Provided text start
# Trail cams



## quackcommander (Aug 20, 2009)

Hey guys I want to look at getting some trail cams to scout this next year. I want something that doesn't cost a fortune, what do you recommend? Also I have heard from many people their cameras walk away. What do you do to prevent this from the dishonest people out there?


----------



## richardjb (Apr 1, 2008)

Last year was my first time using them. I used a couple larger Primos truth 35 cameras. Worked great. I set one up on my honey hole and got great pics. I set the other on a game trail and got a lot of pics of nothing, didn't take into account the wind moving branches. I think they cost me about $90 a piece. Primos has the new smaller cams out now and Cabelas is running a sale starting Thursday, on the Truth 55 for $140, normally $180. I may pick 1 up. They make a cable lock that you can buy in matched sets of 4 or more that use only 1 key. I think Masterlock makes them. Python cable locks.


----------



## ut1031 (Sep 13, 2007)

Spypoint-watch Camofire.com, Bushnell Trophy, Simmons Pro hunter. These listed will last 3+ months on one set of batteries!


----------



## JuddCT (Sep 7, 2007)

Bushnell Trophy Cams have worked great for me. I have 3 of them. The battery life is what I like the best about them. I've also had a moultrie and it has worked fine.


----------



## Huge29 (Sep 17, 2007)

JuddCT said:


> Bushnell Trophy Cams have worked great for me. I have 3 of them. The battery life is what I like the best about them. I've also had a moultrie and it has worked fine.


+1. I only have one, but they are tiny, which I think helps in keeping them from walking away in being harder to see. Mine broke, but they replaced it with the two year warranty with the newer version that has audio with the video. You can use 4 or 8 AA batteries and the 4 lasted me 3 weeks until a cow moved it into pointing down where the weed would move in the wind every few minutes and ran out the battery in a matter of two days once that happened. I have this one in brown (not camo) and only paid like $90 as it was on sale comnbined with a coupon at Cabela's


----------



## JuddCT (Sep 7, 2007)

ut1031 said:


> Spypoint-watch Camofire.com, Bushnell Trophy, Simmons Pro hunter. These listed will last 3+ months on one set of batteries!


Have you been able to find a good lock box for the Simmons Pro Hunter? I really wanted to look into these, but couldn't find a camlock box for the simmons. That is one reason I also went with the bushnell. The camlock box works great and has protected mine from pesky bulls, bucks, and bears.


----------



## TEX-O-BOB (Sep 12, 2007)

Amazon has any camera you want for less money than anyone else.


----------



## kailey29us (May 26, 2011)

I have been using the Cuddeback Capture IR for several years and I have been really happy with them except they use D battery which only last 3-4 weeks if you are lucky. I just sold them and I am getting Bushnell Trophy cams. I bought lock boxes for mine and have not had one walk away yet. Sportsmans had these cameras on sale for $99 (I think) last week or the week before.
Provided text end
- _What you will do_:
Output the passage of the trail cam thread from "## TEX-O-BOB (Sep" to "the week before." word for word.
Record excerpts start
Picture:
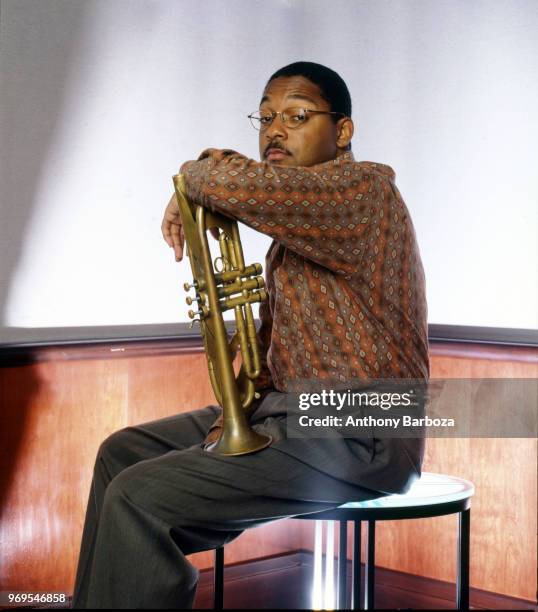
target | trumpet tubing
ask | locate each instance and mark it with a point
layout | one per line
(233, 287)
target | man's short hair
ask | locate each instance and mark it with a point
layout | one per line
(332, 87)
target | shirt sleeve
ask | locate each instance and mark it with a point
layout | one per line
(322, 212)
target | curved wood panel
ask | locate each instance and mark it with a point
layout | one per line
(56, 412)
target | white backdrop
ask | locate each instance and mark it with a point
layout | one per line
(102, 100)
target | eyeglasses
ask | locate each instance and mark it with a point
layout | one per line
(293, 117)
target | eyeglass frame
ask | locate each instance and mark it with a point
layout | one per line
(284, 121)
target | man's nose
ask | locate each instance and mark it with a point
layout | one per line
(276, 129)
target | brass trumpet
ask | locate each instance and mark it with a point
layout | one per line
(235, 286)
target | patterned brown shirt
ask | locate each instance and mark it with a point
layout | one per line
(344, 275)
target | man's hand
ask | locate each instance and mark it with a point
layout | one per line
(172, 228)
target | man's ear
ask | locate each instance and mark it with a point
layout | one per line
(344, 132)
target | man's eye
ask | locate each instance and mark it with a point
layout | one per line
(298, 117)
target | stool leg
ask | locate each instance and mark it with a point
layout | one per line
(218, 594)
(342, 567)
(462, 597)
(356, 577)
(369, 603)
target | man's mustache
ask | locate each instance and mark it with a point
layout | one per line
(275, 145)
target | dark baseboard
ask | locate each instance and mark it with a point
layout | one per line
(284, 582)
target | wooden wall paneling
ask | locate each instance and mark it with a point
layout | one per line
(504, 546)
(55, 414)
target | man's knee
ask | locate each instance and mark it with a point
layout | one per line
(115, 453)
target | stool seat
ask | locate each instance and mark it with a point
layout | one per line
(430, 495)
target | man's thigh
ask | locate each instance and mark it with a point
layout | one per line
(195, 488)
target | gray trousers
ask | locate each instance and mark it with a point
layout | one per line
(157, 496)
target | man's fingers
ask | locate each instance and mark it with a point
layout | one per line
(178, 240)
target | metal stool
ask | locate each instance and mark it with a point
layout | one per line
(431, 495)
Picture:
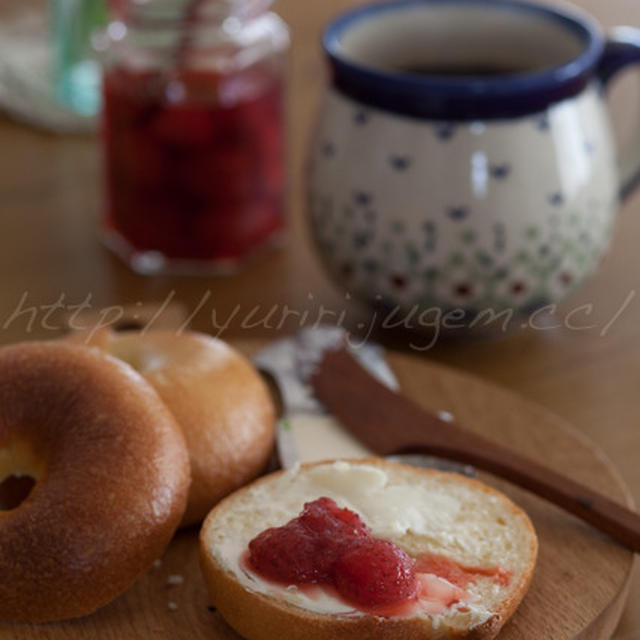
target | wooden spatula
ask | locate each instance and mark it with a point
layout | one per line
(388, 422)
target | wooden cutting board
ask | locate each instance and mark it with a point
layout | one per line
(580, 583)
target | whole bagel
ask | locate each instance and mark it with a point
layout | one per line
(111, 478)
(216, 396)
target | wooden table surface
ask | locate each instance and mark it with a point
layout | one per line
(586, 369)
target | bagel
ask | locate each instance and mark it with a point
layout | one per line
(449, 519)
(111, 476)
(216, 396)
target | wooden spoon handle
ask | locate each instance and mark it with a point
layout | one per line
(606, 515)
(388, 422)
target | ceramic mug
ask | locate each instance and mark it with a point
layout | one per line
(464, 156)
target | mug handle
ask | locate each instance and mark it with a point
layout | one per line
(621, 50)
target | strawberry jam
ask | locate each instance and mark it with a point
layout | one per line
(333, 546)
(332, 549)
(194, 162)
(458, 574)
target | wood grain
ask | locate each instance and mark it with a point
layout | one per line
(388, 422)
(579, 586)
(50, 200)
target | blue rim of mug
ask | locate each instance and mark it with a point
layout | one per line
(457, 97)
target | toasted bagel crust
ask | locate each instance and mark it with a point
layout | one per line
(112, 476)
(258, 616)
(217, 398)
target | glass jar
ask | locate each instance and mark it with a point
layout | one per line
(194, 133)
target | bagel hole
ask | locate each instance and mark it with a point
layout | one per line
(128, 324)
(14, 490)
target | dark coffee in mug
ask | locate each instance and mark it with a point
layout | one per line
(466, 70)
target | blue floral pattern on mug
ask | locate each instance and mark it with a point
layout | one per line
(485, 215)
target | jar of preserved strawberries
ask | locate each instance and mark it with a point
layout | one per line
(193, 132)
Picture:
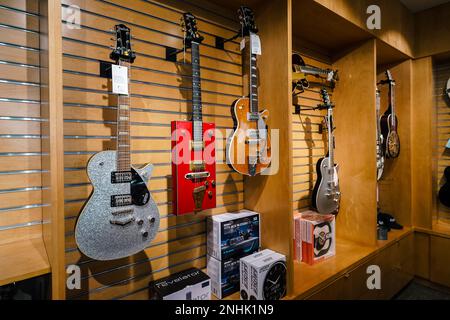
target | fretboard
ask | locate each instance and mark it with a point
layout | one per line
(253, 80)
(330, 137)
(197, 121)
(123, 128)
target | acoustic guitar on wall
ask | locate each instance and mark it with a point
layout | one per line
(326, 194)
(389, 122)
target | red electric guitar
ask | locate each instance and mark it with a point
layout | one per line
(193, 143)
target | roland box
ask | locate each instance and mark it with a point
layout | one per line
(224, 276)
(191, 284)
(266, 276)
(318, 236)
(244, 270)
(233, 235)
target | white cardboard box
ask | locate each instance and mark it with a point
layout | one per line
(233, 235)
(268, 277)
(244, 271)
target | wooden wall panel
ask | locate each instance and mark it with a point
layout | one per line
(20, 123)
(442, 135)
(161, 92)
(355, 100)
(422, 146)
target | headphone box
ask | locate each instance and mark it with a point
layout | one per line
(190, 284)
(318, 234)
(233, 235)
(265, 278)
(244, 270)
(224, 276)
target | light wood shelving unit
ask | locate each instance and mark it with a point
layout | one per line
(74, 103)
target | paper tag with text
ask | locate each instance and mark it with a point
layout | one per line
(119, 79)
(255, 44)
(242, 46)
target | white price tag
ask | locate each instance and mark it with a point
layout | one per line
(242, 44)
(255, 44)
(120, 79)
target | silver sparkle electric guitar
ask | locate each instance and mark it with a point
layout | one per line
(120, 218)
(326, 193)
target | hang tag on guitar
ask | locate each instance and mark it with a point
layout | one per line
(255, 44)
(119, 79)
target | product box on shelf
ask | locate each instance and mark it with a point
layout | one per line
(264, 276)
(224, 276)
(244, 271)
(233, 235)
(190, 284)
(318, 236)
(297, 237)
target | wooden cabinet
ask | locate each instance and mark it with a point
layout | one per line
(396, 270)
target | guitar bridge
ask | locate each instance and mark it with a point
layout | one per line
(198, 194)
(197, 175)
(197, 165)
(122, 218)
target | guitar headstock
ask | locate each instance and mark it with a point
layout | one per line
(389, 79)
(122, 50)
(189, 26)
(247, 20)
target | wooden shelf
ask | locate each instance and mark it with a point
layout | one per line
(22, 260)
(348, 255)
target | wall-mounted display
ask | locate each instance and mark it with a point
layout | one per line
(249, 148)
(120, 217)
(389, 122)
(193, 142)
(326, 193)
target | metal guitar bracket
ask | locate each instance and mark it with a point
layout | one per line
(171, 54)
(220, 42)
(105, 69)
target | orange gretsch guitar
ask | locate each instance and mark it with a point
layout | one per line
(248, 150)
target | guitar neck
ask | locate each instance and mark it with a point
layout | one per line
(330, 136)
(197, 120)
(392, 102)
(253, 79)
(123, 128)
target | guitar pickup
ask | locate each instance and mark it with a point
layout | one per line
(197, 165)
(197, 175)
(199, 194)
(121, 177)
(252, 116)
(122, 222)
(121, 219)
(197, 145)
(121, 200)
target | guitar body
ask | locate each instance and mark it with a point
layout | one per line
(326, 192)
(444, 192)
(391, 144)
(190, 195)
(107, 232)
(239, 150)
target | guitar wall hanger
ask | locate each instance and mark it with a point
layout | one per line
(171, 54)
(220, 42)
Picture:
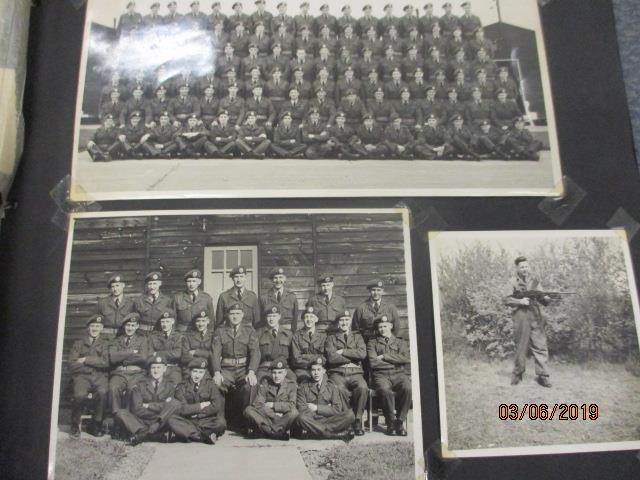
Record excerpts end
- _Output of the exercise_:
## TEX-O-BOB (Sep 12, 2007)

Amazon has any camera you want for less money than anyone else.


----------



## kailey29us (May 26, 2011)

I have been using the Cuddeback Capture IR for several years and I have been really happy with them except they use D battery which only last 3-4 weeks if you are lucky. I just sold them and I am getting Bushnell Trophy cams. I bought lock boxes for mine and have not had one walk away yet. Sportsmans had these cameras on sale for $99 (I think) last week or the week before.